TEXT:
· · ·
Innovation Over Regulation

Speaking at the launch of two initiatives, AI for Viksit Bharat Roadmap: Opportunity for Accelerated Economic Growth and NITI Frontier Tech Repository under its Frontier Tech Hub -Vaishnaw emphasized India’s unique stance.

“We have taken a very different approach in AI safety, whereas many parts of the world look at AI safety more as a legal challenge. They want to create a law, pass a law, and then believe that AI safety will come. We have taken a techno-legal approach, and our AI Safety Institute is a virtual institute, which basically is a network of institutes. Each of these nodes in the network has taken one problem to solve for,” he said.

The Minister added that India’s policy tilt is more toward innovation than regulation. “When there is a trade-off between regulation and innovation, we tend to tilt more towards innovation. That’s very different from Europe and many other parts of the world, where the tilt is more towards regulation. Tilt is more towards passing a law. Tilt is more towards creating a regulatory body. We believe that technology will innovate, people will use it, and we will evolve into getting the right regulatory structure rather than prescribing it through a law,” Vaishnaw explained.

Benefits for People Across India

Vaishnaw noted that this approach has already shown results. “The approach has helped so far. The approach will keep helping India, and especially the people living in far-flung areas of the country, which need new technological solutions for fulfilling aspirations of people,” he remarked.
· · ·
DATASET:
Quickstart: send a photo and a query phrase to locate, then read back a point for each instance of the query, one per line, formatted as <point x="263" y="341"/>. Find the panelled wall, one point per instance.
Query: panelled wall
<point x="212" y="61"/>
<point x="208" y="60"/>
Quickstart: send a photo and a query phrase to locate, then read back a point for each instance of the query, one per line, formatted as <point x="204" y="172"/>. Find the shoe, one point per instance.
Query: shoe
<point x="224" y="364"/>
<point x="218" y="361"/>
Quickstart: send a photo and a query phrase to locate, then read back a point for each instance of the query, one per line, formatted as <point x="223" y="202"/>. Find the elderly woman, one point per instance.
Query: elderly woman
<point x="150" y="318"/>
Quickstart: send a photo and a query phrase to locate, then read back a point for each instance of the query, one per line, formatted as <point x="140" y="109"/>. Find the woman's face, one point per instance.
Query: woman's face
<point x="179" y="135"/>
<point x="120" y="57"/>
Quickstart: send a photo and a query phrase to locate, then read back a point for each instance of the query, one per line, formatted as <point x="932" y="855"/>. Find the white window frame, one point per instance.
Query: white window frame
· · ·
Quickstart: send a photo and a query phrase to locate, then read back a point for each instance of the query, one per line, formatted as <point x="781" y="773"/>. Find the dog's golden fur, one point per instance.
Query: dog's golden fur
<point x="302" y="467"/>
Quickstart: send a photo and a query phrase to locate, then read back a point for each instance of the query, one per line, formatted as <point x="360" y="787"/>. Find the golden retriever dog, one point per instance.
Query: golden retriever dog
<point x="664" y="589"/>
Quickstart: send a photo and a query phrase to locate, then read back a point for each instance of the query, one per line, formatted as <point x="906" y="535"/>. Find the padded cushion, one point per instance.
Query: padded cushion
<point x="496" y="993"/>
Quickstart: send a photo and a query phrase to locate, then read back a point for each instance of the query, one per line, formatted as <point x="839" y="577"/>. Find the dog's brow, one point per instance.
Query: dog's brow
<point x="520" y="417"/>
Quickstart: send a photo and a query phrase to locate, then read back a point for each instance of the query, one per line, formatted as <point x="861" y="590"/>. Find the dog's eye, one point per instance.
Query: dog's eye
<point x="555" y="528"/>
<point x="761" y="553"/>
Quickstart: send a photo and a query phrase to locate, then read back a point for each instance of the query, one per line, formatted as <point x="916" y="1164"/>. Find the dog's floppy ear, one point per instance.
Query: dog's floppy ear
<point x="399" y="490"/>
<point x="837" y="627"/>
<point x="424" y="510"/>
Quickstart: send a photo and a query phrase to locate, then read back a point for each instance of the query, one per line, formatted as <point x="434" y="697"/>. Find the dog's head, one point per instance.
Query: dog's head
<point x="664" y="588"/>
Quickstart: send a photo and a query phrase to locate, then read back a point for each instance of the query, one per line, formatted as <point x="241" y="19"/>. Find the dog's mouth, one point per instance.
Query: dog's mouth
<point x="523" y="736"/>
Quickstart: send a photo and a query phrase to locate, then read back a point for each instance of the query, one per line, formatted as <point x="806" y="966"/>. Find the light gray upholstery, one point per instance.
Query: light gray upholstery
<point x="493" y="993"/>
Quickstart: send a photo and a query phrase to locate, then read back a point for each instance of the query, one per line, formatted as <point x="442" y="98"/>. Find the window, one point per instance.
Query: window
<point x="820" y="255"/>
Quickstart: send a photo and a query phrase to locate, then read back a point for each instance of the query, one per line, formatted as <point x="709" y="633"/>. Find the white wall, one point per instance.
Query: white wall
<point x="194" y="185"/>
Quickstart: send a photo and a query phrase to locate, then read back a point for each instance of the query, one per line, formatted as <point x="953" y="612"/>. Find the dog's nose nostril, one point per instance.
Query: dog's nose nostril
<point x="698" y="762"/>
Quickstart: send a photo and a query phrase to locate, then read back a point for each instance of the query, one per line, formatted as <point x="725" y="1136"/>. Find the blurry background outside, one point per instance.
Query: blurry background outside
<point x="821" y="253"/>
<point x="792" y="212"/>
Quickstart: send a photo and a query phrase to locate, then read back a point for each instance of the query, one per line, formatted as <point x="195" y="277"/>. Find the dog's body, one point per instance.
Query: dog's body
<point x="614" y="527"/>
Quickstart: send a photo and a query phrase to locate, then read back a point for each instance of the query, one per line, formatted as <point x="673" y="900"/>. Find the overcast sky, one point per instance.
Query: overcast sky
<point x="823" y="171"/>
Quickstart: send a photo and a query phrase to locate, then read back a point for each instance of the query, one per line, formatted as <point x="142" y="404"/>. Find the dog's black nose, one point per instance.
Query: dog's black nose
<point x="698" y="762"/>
· · ·
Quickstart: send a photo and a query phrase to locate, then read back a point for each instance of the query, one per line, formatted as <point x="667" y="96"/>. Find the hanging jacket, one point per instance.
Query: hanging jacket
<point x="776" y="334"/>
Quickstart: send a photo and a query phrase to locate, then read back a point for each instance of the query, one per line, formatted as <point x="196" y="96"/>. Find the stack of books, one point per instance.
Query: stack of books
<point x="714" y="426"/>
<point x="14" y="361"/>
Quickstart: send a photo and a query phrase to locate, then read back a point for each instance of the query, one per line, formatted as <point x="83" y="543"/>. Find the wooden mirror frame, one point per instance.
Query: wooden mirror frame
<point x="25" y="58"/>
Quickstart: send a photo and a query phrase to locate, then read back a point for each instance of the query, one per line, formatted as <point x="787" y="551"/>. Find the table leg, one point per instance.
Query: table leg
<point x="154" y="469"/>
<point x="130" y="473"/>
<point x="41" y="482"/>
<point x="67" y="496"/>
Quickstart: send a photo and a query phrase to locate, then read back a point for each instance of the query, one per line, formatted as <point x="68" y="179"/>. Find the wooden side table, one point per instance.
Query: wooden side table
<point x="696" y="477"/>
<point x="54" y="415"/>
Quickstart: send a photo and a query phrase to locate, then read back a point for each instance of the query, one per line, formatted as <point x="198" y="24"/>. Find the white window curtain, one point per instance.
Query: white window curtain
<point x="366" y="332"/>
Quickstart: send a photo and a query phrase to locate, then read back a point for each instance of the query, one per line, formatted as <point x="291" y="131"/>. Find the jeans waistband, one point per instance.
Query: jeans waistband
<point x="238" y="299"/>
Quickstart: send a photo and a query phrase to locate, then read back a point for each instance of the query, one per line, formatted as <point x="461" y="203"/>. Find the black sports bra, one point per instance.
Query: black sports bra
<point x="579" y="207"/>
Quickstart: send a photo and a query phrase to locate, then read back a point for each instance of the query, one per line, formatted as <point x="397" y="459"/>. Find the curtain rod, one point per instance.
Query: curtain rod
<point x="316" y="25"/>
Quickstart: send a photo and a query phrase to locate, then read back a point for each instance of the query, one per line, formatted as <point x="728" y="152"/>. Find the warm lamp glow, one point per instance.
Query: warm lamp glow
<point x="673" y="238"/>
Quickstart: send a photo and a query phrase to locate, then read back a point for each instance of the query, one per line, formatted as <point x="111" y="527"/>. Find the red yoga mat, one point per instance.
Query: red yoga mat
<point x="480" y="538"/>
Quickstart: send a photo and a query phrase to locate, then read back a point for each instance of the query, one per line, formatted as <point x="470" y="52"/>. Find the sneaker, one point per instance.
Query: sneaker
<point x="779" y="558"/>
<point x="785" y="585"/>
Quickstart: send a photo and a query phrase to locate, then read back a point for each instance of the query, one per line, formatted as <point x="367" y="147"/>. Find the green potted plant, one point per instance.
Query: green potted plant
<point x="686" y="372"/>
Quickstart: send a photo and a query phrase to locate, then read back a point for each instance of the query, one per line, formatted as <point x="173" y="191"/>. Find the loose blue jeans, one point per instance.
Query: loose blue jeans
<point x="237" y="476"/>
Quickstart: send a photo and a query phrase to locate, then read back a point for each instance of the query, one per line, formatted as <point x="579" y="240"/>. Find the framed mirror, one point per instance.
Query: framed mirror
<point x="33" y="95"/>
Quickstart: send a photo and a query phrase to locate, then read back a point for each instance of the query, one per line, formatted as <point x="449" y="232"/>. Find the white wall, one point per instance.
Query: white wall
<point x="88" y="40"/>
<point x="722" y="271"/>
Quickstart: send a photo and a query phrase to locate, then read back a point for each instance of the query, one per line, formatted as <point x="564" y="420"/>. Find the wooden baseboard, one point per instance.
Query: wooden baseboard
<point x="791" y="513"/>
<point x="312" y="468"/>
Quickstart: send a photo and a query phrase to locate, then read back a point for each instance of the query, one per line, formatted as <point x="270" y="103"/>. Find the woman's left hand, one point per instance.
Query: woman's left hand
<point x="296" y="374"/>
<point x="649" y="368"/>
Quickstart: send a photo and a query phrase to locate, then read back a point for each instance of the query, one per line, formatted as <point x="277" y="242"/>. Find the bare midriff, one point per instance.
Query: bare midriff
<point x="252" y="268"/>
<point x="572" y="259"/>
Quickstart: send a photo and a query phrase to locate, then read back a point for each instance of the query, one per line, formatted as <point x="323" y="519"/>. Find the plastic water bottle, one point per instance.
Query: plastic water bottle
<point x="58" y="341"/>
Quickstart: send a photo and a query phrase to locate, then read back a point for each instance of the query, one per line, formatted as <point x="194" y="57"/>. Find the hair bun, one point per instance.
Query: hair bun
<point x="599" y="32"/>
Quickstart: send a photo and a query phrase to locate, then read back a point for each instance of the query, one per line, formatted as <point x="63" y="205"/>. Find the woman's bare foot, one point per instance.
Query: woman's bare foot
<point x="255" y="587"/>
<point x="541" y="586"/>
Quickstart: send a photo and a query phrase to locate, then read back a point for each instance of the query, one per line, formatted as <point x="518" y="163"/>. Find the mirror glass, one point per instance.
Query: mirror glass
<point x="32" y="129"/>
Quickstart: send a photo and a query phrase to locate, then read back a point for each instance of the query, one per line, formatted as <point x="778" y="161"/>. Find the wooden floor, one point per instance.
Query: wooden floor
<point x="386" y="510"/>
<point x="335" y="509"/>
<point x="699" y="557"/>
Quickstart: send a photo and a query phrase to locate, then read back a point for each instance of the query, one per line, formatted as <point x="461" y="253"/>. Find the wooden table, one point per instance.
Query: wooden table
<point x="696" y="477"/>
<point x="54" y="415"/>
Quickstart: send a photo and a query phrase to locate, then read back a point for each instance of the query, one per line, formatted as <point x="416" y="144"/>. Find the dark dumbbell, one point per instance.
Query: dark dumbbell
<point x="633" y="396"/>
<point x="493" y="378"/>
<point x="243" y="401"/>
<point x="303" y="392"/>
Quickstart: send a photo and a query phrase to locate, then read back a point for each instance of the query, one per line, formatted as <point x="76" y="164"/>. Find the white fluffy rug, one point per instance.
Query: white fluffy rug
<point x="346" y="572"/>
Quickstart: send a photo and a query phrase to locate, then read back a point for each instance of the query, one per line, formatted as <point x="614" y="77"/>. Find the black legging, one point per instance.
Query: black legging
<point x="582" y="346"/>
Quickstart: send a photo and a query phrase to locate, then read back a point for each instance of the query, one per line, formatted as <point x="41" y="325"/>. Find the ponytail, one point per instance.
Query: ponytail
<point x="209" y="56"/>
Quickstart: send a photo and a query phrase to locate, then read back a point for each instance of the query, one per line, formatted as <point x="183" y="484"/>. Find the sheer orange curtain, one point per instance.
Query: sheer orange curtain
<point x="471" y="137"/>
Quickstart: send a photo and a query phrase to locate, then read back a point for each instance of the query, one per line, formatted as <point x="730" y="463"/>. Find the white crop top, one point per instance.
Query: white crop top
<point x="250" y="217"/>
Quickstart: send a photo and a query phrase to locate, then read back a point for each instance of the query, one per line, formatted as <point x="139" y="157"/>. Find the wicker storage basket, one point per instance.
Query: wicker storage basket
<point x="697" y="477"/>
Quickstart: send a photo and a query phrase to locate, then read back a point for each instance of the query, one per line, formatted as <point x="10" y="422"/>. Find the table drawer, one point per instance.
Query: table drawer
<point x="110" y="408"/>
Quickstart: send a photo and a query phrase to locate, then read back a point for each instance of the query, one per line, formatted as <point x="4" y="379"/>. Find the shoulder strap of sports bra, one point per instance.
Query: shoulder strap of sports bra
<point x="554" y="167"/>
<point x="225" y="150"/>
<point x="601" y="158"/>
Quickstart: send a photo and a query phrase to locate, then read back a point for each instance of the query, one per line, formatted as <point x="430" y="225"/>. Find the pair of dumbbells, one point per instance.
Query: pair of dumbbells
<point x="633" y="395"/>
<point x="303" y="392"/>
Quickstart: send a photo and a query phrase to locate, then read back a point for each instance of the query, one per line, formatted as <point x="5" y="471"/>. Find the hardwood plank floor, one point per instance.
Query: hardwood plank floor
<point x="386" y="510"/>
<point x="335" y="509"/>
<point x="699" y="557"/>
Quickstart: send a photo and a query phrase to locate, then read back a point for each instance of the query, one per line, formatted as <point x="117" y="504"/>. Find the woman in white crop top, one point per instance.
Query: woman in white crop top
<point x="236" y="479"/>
· · ·
WHAT IS ASKED:
- 1) Count the lines in the records that contain the word "storage", matching case exactly, and give only the number.
- 2) Go on with the text about India's approach to AI safety, starting right after its final sentence.

OUTPUTS:
- 1) 2

- 2)
AI as a Transformative Force

Highlighting the transformative role of artificial intelligence, Vaishnaw said, “Growth is inclusive and robust, driven by technology, and technology is the fundamental base of this growth. Over a period of the last few decades, the biggest change which has happened, and the biggest factor which has joined this constellation of technologies, is AI, because AI is now affecting practically everything that we do.”

Drawing a comparison, he added, “Like the internet, which changed everything that we did, AI is also going to fundamentally change the way we work, the way we live, the way we consume, the way we teach our children, the way we do healthcare. Practically everything is going to be impacted.”

Strengthening R&D and AI Infrastructure

The Minister stressed the need for strong R&D and talent development. “It’s very important to make sure that India is a frontrunner in AI technology or in the use of AI development of AI. The core of this part will be R&D on one hand, and getting a very, very strong and deep talent pipeline on the other,” he said.

He also highlighted India’s growing compute strength. “With regard to Graphics Processing Unit (GPU), against the target of 10,000, India has 38,000 GPUs available for everybody,” Vaishnaw informed.